Copy the items word for word, from the very start through the line that contains "[180,82,189,92]", that line included.

**MATERIAL SHOWN**
--*--

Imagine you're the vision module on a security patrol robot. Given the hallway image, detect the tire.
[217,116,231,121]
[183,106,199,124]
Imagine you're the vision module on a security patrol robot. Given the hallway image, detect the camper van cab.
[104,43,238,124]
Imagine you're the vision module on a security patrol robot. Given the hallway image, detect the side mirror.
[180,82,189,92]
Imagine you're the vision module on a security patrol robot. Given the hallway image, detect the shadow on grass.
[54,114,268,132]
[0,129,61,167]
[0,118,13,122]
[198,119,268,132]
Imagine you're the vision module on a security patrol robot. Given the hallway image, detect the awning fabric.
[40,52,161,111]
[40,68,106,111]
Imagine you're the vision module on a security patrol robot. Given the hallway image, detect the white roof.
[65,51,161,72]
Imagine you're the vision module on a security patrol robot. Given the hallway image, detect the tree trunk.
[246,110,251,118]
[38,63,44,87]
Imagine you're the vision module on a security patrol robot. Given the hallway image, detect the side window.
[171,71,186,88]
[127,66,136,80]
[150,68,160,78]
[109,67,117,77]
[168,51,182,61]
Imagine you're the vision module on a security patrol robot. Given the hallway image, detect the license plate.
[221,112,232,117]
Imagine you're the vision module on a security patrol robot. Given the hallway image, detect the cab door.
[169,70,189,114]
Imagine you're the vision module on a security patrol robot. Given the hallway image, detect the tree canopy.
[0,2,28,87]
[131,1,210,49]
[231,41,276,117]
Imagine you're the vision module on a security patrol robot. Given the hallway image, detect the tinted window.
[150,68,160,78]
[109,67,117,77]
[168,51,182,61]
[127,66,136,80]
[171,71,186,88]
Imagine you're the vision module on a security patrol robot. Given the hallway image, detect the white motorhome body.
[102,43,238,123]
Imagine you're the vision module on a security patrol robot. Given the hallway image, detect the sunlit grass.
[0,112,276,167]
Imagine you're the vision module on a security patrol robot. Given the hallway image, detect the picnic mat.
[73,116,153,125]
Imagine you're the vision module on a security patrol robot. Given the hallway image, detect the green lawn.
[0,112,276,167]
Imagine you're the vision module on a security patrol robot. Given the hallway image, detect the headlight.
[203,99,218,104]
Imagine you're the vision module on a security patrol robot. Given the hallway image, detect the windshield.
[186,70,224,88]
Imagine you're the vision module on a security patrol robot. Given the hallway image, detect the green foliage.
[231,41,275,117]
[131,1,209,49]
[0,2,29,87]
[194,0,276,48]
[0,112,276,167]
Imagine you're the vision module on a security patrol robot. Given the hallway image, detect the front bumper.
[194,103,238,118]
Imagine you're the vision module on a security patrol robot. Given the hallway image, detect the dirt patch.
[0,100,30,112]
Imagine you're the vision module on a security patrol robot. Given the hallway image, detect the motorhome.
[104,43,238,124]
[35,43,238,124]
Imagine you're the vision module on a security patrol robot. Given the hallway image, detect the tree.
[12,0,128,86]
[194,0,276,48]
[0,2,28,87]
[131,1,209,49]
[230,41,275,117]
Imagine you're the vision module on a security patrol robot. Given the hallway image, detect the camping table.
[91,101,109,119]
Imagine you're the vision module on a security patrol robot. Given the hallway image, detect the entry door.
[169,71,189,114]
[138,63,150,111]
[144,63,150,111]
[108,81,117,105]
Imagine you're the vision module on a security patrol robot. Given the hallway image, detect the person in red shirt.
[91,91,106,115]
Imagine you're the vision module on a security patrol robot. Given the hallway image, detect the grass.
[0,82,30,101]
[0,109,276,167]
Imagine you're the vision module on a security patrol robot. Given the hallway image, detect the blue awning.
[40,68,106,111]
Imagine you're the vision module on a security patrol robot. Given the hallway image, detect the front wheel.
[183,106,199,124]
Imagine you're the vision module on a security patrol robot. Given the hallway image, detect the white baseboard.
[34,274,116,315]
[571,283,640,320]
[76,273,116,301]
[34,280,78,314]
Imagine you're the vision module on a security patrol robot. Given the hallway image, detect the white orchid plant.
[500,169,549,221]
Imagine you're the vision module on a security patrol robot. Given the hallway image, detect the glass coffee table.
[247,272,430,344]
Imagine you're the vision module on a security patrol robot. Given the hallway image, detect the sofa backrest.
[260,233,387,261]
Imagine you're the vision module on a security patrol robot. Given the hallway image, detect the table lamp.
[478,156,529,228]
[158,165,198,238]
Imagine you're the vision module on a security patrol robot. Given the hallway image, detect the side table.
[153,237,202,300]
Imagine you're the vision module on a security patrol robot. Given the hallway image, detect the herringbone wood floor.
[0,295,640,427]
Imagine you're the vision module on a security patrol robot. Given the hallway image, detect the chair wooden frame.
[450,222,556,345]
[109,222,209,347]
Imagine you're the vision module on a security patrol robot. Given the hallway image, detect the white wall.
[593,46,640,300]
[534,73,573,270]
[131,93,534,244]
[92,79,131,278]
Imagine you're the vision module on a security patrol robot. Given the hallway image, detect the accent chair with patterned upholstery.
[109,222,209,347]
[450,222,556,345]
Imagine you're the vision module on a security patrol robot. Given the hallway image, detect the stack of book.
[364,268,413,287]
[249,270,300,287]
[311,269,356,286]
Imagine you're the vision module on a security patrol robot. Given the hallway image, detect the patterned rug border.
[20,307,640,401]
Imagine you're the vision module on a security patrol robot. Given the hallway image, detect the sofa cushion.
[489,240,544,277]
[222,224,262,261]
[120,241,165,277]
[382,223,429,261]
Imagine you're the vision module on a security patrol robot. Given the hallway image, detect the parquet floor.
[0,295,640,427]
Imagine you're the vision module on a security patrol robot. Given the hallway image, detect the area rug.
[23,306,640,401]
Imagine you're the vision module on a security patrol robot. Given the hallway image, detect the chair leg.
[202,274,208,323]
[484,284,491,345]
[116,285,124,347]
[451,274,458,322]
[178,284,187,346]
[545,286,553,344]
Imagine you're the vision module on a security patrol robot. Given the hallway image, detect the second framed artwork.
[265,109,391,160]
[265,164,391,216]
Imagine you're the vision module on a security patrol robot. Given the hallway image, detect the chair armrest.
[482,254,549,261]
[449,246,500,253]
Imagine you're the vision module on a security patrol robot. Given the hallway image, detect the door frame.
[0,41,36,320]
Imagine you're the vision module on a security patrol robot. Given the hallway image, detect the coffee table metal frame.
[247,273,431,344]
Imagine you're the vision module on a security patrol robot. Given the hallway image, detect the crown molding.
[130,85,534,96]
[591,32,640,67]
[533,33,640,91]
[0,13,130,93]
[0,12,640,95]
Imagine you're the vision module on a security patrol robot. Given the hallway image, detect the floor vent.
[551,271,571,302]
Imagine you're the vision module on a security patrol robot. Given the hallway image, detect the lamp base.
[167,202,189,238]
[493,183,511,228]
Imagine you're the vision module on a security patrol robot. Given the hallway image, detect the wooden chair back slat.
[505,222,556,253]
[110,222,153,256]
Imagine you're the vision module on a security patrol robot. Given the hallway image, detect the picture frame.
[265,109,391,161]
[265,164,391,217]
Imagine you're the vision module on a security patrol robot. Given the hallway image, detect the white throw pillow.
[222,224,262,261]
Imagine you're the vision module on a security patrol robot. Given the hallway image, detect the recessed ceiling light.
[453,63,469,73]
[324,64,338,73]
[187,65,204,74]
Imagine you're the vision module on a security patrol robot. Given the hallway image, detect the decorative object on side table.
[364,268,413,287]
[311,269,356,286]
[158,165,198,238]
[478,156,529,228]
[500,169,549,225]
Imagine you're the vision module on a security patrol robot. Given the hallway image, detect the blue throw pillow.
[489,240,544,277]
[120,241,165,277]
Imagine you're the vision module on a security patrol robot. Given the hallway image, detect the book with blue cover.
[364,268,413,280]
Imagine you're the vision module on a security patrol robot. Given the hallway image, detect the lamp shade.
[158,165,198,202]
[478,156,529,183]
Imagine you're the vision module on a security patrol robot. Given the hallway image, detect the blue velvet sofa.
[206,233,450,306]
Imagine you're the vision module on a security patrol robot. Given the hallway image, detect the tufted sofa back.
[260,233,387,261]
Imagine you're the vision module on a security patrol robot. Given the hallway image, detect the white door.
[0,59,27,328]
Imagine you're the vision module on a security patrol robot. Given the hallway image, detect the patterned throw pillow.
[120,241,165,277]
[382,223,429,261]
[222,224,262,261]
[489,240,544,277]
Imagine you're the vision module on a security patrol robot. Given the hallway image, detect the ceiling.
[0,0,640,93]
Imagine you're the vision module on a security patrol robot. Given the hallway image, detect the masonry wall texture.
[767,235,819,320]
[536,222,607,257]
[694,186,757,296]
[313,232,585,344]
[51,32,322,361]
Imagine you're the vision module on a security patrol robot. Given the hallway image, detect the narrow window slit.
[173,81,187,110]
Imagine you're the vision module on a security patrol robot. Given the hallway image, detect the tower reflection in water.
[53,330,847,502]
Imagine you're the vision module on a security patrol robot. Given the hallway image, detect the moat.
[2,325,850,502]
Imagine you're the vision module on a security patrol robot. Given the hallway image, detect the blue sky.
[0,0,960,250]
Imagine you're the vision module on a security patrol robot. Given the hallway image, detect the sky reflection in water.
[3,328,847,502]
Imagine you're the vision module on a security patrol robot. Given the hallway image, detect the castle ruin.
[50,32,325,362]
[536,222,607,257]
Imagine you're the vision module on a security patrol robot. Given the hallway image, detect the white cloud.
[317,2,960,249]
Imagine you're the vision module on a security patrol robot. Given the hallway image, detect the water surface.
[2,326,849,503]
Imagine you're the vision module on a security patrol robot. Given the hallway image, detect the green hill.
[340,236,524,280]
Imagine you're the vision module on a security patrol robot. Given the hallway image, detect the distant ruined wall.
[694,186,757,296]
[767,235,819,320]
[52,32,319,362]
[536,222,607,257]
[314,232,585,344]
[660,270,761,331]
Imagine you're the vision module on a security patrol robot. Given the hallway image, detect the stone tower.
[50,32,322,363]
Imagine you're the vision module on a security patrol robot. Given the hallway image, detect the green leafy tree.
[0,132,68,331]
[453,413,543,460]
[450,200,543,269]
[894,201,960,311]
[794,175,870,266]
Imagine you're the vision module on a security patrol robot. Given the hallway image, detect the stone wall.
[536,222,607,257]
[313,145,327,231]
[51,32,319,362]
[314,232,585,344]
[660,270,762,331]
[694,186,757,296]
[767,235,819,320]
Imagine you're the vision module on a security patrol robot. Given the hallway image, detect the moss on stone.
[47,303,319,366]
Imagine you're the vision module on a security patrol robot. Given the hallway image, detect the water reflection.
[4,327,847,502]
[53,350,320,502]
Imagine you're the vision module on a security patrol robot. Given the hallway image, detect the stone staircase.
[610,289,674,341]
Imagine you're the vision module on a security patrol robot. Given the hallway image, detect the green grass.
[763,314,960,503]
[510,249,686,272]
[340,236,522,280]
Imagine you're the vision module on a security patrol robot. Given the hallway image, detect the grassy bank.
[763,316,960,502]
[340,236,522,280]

--*--

**EXERCISE RESPONSE**
Imagine you're the vision module on a security patrol robot. Given the hallway image, detect the tire.
[217,116,231,121]
[183,106,199,124]
Imagine you're the vision module on a security patrol robot. Given the hallway image, detect the camper van cab.
[104,43,238,124]
Imagine you're the vision module on a security patrol robot. Given the hallway image, detect the side mirror.
[180,82,189,92]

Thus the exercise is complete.